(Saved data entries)
►

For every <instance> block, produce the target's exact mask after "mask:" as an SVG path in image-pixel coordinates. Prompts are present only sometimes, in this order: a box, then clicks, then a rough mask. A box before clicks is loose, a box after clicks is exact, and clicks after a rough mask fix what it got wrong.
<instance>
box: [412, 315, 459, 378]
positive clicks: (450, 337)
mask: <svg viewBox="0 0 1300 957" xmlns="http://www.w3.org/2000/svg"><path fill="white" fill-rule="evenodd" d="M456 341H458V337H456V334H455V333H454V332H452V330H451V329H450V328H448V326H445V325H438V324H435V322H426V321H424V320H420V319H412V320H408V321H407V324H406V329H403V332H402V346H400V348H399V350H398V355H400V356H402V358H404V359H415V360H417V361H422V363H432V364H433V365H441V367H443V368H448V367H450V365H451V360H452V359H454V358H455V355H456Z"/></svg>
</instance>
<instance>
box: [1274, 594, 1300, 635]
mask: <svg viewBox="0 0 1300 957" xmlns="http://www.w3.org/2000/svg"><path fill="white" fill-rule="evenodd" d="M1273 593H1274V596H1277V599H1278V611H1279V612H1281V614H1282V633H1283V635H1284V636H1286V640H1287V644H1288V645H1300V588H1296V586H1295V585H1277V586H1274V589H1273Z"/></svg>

◄

> **What is expected**: Word for word, copy out all the data given above.

> **Output**:
For every <instance> block, produce the target's exact mask after "mask:" as an SVG path in image-pixel coordinates. Prompts are present only sometimes, in this order: a box, then clicks, then a rough mask. A box before clicks is loose, a box after clicks is exact, and clicks after a rough mask fix what it got wrong.
<instance>
box: [412, 315, 459, 378]
positive clicks: (450, 337)
mask: <svg viewBox="0 0 1300 957" xmlns="http://www.w3.org/2000/svg"><path fill="white" fill-rule="evenodd" d="M456 341H458V337H456V334H455V333H454V332H452V330H451V329H450V328H448V326H445V325H438V324H435V322H426V321H424V320H420V319H412V320H408V321H407V324H406V329H403V332H402V346H400V348H399V350H398V355H400V356H402V358H404V359H415V360H417V361H422V363H432V364H433V365H441V367H443V368H448V367H450V365H451V360H452V359H454V358H455V355H456Z"/></svg>
</instance>
<instance>
box: [1274, 594, 1300, 635]
mask: <svg viewBox="0 0 1300 957" xmlns="http://www.w3.org/2000/svg"><path fill="white" fill-rule="evenodd" d="M1273 593H1274V596H1277V599H1278V611H1279V612H1281V614H1282V633H1283V635H1284V636H1286V640H1287V644H1288V645H1300V588H1296V586H1295V585H1277V586H1274V589H1273Z"/></svg>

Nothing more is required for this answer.